Start of Provided material
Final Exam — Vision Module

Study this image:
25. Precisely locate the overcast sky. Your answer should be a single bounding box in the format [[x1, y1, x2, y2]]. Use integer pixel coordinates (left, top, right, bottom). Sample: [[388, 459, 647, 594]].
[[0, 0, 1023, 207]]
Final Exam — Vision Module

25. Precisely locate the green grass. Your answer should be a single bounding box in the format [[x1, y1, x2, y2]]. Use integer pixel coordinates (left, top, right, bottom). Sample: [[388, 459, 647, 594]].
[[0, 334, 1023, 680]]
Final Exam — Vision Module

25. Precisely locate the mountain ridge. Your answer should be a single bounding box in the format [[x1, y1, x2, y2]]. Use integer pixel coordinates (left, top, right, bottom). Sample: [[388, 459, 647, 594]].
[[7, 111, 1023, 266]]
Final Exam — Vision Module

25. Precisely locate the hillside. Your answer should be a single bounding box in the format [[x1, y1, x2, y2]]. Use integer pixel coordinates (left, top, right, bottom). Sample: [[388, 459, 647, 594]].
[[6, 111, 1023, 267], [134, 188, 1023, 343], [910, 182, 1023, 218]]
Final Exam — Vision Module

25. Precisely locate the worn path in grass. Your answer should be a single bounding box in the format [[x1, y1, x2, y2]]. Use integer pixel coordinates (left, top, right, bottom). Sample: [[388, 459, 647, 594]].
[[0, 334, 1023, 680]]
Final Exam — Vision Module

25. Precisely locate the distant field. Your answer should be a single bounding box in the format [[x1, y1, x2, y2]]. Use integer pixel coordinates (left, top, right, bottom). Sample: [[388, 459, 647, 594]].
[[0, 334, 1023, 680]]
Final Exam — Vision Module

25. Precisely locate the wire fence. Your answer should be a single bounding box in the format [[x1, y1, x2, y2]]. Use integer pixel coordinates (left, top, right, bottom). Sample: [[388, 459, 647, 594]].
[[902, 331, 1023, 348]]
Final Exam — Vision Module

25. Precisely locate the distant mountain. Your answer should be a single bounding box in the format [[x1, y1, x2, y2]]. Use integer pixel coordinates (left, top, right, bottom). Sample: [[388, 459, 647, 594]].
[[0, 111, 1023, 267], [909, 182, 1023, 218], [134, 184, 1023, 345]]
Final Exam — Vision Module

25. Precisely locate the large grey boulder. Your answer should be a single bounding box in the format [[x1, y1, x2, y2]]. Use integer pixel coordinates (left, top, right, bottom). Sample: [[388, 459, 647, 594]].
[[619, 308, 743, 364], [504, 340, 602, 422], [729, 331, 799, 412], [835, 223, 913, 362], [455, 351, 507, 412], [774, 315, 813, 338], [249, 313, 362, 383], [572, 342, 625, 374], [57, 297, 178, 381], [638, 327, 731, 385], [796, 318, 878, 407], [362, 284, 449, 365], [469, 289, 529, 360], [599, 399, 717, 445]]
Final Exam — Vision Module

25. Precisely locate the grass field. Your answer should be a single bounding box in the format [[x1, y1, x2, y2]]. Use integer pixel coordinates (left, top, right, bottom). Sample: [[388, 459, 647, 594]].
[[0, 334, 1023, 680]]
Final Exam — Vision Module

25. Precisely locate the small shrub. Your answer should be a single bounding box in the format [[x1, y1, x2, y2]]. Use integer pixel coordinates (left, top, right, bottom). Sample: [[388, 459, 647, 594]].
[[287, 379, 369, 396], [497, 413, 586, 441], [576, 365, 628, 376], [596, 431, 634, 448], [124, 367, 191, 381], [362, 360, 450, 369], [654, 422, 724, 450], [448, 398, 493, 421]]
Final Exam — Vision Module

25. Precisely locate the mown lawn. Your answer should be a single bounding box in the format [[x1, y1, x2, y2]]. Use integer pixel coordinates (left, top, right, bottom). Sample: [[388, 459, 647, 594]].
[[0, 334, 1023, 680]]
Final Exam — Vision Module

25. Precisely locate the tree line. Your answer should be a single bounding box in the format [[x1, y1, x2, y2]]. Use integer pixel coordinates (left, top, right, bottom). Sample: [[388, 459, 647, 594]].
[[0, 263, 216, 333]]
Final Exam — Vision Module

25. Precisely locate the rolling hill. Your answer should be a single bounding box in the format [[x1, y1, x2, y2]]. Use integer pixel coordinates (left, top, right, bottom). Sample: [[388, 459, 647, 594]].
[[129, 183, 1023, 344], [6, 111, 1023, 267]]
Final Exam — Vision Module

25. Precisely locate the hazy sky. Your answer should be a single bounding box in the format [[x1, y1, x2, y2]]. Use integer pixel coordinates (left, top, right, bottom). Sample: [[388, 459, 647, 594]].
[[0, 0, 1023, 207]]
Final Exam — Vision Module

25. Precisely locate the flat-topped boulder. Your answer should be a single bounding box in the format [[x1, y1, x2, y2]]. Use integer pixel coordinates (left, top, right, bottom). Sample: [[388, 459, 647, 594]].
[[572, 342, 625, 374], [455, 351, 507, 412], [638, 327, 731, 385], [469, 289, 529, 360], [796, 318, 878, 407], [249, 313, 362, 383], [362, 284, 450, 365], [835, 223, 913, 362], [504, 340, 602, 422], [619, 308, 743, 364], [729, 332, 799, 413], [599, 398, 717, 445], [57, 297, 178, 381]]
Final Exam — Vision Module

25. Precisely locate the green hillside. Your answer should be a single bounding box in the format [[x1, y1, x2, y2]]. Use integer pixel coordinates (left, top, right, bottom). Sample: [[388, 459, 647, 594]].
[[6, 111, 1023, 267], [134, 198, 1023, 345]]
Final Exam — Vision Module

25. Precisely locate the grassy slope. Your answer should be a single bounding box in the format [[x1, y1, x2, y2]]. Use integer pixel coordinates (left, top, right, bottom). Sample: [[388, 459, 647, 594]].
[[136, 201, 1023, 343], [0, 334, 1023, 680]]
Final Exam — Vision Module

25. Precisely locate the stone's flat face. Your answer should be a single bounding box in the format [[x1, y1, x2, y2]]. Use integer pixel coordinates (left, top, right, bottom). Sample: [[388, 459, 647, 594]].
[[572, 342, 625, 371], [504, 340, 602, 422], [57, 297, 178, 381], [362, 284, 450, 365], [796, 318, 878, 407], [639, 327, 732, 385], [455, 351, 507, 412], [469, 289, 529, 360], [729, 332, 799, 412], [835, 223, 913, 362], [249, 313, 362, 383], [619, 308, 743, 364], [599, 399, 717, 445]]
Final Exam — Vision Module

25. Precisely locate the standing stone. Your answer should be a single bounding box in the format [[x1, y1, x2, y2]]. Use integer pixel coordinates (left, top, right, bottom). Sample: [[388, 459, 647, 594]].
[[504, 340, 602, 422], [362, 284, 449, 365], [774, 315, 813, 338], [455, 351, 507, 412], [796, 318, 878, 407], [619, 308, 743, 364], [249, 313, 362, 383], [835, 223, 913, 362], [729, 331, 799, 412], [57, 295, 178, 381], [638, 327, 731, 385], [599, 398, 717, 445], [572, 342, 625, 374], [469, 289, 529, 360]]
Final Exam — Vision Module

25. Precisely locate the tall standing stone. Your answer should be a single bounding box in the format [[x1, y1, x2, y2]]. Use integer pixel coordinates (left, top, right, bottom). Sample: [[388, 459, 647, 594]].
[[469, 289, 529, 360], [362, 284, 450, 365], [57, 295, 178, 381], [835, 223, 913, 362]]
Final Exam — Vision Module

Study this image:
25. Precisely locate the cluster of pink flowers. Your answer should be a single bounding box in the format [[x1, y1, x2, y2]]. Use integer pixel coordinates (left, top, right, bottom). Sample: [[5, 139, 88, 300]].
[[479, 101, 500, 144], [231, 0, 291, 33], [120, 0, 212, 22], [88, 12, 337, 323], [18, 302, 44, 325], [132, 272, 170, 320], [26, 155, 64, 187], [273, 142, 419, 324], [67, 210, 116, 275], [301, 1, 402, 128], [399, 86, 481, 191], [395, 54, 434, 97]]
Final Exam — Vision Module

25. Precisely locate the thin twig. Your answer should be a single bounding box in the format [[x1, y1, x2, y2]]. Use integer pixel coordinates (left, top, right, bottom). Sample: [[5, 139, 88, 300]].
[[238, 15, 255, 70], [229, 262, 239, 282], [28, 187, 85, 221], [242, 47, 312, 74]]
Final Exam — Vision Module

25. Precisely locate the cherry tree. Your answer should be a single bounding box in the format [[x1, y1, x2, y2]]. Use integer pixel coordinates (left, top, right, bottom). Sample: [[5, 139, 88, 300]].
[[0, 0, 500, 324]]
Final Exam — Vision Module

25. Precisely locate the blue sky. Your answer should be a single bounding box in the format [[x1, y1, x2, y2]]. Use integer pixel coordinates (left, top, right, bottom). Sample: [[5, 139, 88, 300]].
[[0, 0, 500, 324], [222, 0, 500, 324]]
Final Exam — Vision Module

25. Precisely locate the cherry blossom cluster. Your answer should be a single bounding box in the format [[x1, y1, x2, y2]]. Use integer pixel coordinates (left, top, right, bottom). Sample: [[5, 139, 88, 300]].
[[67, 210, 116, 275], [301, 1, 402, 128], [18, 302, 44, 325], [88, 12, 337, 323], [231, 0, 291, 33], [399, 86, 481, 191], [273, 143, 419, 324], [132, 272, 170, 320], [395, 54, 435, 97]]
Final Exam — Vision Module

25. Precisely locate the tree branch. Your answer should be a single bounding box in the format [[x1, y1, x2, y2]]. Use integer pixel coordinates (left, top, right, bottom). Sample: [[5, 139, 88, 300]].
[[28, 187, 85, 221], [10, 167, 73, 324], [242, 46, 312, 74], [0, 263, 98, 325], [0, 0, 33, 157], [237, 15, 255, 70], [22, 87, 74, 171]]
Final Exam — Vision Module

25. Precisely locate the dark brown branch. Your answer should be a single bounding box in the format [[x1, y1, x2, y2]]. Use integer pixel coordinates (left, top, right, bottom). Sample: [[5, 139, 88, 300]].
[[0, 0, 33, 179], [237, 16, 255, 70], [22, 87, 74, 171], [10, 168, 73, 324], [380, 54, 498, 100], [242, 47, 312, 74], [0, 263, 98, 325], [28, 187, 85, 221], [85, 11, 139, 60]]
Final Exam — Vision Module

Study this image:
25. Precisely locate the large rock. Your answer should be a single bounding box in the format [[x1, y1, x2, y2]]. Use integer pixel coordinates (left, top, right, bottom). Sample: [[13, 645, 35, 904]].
End of Provided material
[Required work]
From the entries above, copy every line that contains the word "branch", matching its case exactly.

[Result of the exercise]
25. Precisely locate the tree branch. Your answer should be a single bounding box in the format [[x1, y1, x2, y2]]. Use integer pixel coordinates (left, top, right, bottom). Sample: [[5, 139, 88, 300]].
25. Precisely locate the dark brown branch. Your answer should be a single bounding box in the format [[x1, y1, x2, y2]]. Use integer pixel coordinates (left, top, right, bottom). Sample: [[5, 139, 88, 300]].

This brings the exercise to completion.